=== Document segment ===
--- START ---
Prediction accuracy matters most at high-volume stations
- Running out of bikes downtown causes more complaints
- But: Is this equitable?
Temporal patterns reveal operational windows
- Rebalance during overnight hours (low demand)
- Pre-position bikes before AM rush
Spatial patterns suggest infrastructure gaps
- Persistent errors in certain neighborhoods
- Maybe add more stations? Increase capacity?

The Equity Question

Who benefits from accurate predictions?

Higher accuracy in:

Downtown stations
High-income neighborhoods
Tourist areas
Transit hubs

Lower accuracy in:

Residential periphery
Lower-income areas
Newer stations
Less transit access

Critical analysis: Are we reinforcing unequal service quality?

When Should We Deploy This?

Questions to consider:

Is MAE = 5 trips “good enough” for operations?
What are consequences of underpredicting by 10 trips?
Do prediction errors disproportionately affect certain groups?
What feedback loops might emerge?
- Poor predictions → bikes not available → people stop using → even less data

Next Steps to Improve

What could reduce errors?

More temporal features:
- Precipitation forecast (not just current)
- Event calendars (concerts, sports games)
- School schedules
More spatial features:
- Points of interest (offices, restaurants, parks)
- Transit service frequency
- Bike lane connectivity
Better model specification:
- Interactions (e.g., weekend * hour)
- Non-linear effects (splines for time of day)
- Different models for different station types

Part 10: Last Thoughts

When Else Would You Use Panel Data?
--- END ---
=== What to work on ===
Please list every item that the bike-share prediction notes place under "Lower accuracy in:".

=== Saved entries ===
--- START ---
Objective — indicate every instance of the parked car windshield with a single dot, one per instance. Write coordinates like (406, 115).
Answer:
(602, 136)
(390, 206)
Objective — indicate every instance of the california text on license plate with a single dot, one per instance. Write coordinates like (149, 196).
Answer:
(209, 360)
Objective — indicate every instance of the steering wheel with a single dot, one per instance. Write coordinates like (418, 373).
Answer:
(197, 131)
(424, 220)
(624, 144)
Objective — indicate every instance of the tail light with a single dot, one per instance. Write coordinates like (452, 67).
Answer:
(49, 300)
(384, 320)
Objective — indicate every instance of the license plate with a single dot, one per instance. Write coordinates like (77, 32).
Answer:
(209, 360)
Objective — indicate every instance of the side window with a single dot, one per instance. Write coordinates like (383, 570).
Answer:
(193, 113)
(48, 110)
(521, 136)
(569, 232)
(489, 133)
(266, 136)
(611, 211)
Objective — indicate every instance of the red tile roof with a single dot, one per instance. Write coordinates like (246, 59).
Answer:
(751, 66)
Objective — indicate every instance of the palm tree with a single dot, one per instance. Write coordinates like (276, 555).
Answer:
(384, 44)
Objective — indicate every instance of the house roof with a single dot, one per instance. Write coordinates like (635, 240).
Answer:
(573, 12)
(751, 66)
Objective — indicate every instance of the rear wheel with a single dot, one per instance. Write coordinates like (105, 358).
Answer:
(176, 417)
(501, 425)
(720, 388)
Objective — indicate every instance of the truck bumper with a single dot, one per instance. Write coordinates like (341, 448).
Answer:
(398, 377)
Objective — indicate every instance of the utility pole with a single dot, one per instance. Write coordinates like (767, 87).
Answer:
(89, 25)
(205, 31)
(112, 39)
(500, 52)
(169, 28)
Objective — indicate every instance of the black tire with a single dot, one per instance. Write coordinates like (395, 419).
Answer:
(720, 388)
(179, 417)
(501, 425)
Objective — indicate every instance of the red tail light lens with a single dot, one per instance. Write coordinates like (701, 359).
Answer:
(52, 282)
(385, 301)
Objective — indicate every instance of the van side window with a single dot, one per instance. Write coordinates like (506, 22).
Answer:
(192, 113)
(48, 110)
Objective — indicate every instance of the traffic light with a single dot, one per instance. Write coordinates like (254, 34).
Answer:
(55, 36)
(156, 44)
--- END ---
=== Written answer ===
Residential periphery
Lower-income areas
Newer stations
Less transit access